> [AUFGABENSTELLUNG 1] Schreiben Sie aus dem Interview über fahrerlose Autos den Abschnitt von „TRAKTUELL: Bei der“ bis einschließlich „die Umwelt geht?“ wortgetreu ab.
> [AUFGABENSTELLUNG 2] Setzen Sie das Interview über fahrerlose Autos im Anschluss an seinen letzten Satz fort.

> [TEXTAUSZUG]
------------------------------------------------------------------------
Interview : „Komplett fahrerlose Autos auf den Straßen? In weniger als zehn Jahren!“

© Ludwig Fliesser

TRAKTUELL: Bei der Weltpremiere der neuen Scania-Fahrzeuggeneration in Paris hatte Scania-Präsident Henrik Henriksson eine sehr persönliche Rede über Nachhaltigkeit und die Notwendigkeit des Umweltschutzes und die Sicherung der Zukunft unserer Kinder gehalten. In diesem Kontext erschien die Präsentation eines neuen, mit Diesel betriebenen Lkw fast wie ein Widerspruch. Ist Straßentransport Teil der Lösung oder Teil des Problems, wenn es um die Umwelt geht?
------------------------------------------------------------------------
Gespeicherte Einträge
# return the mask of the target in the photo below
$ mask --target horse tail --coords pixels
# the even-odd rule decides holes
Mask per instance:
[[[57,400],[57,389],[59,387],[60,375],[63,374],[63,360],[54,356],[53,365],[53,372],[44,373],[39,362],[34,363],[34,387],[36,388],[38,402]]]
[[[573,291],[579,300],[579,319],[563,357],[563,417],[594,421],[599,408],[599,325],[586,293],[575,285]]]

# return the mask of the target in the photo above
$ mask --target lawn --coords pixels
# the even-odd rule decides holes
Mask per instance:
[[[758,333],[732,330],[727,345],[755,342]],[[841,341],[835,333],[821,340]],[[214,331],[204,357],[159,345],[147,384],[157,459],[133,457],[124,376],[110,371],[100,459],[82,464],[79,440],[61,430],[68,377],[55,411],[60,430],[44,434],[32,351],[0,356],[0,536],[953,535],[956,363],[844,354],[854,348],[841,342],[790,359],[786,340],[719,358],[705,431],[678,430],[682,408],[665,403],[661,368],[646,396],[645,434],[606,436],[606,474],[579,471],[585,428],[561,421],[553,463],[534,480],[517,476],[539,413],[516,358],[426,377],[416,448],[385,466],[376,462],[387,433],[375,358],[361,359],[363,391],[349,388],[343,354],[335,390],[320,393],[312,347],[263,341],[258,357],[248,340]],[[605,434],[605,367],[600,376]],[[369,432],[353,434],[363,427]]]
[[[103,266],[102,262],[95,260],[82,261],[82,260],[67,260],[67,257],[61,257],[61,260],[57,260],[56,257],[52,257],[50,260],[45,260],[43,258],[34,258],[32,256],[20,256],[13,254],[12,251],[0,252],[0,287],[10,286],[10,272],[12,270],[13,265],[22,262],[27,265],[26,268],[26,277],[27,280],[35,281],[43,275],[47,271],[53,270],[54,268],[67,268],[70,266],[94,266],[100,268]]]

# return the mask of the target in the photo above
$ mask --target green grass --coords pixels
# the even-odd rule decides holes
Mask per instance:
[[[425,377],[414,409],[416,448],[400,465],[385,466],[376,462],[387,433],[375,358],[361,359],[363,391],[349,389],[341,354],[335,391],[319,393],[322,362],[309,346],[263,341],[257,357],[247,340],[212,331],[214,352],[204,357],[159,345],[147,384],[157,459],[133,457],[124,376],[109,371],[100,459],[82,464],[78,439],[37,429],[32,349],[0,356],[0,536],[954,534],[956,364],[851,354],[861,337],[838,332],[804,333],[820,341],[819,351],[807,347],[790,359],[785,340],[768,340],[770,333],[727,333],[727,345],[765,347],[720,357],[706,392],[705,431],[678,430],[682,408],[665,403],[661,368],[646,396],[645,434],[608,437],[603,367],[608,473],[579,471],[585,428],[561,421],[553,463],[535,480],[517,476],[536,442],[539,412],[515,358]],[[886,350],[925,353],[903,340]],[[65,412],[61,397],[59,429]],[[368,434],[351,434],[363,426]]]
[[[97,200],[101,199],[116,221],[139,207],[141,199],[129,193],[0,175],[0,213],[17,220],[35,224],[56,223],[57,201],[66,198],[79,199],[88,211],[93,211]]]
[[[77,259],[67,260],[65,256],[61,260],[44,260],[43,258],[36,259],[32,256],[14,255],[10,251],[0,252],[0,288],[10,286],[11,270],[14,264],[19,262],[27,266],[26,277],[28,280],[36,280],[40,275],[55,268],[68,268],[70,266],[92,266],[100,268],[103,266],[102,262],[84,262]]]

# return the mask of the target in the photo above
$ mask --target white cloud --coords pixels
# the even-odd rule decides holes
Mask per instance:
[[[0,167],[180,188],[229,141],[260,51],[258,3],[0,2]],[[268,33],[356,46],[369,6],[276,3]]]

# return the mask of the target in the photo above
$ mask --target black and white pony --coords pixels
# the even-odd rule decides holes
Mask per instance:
------------------------------------------------------------------------
> [LÖSUNG 1]
TRAKTUELL: Bei der Weltpremiere der neuen Scania-Fahrzeuggeneration in Paris hatte Scania-Präsident Henrik Henriksson eine sehr persönliche Rede über Nachhaltigkeit und die Notwendigkeit des Umweltschutzes und die Sicherung der Zukunft unserer Kinder gehalten. In diesem Kontext erschien die Präsentation eines neuen, mit Diesel betriebenen Lkw fast wie ein Widerspruch. Ist Straßentransport Teil der Lösung oder Teil des Problems, wenn es um die Umwelt geht?

> [LÖSUNG 2]
Das ist eine relevante Frage, so viel ist sicher. Wir konzentrieren uns auf das, was wir jetzt tun können und welche Lösungen für die CO2-Herausforderung wir schon heute bieten können. Und die beste Antwort auf diese Herausforderung sind heute erneuerbare Treibstoffe, weil wir von der großen Mehrheit unserer Kunden nicht erwarten können, dass sie Lösungen kaufen, die für sie ökonomisch keinen Sinn machen. Natürlich, wir haben auch schon Anwendungen, bei denen wir sehen, dass batterieelektrische Fahrzeuge effizient sind. Wir haben unseren batterieelektrischen Bus, den wir in Schweden betreiben, mit einem echten Kunden und echten Fahrgästen. Wir haben unseren Lkw mit Pantograf und Oberleitungen auf einer Teststrecke in Schweden und bald wird auch in Deutschland eine solche gebaut. Aber die große Mehrheit unserer Kunden kann derartige Lösungen heute nicht nutzen. Der Verbrennungsmotor ist immer noch die richtige Antwort für diese Kunden. Das, worauf es ankommt, ist, was man in den Tank einfüllt. Wenn man erneuerbaren Treibstoff einsetzt, verursacht das natürlich insgesamt viel weniger CO2-Emissionen als fossiler Diesel.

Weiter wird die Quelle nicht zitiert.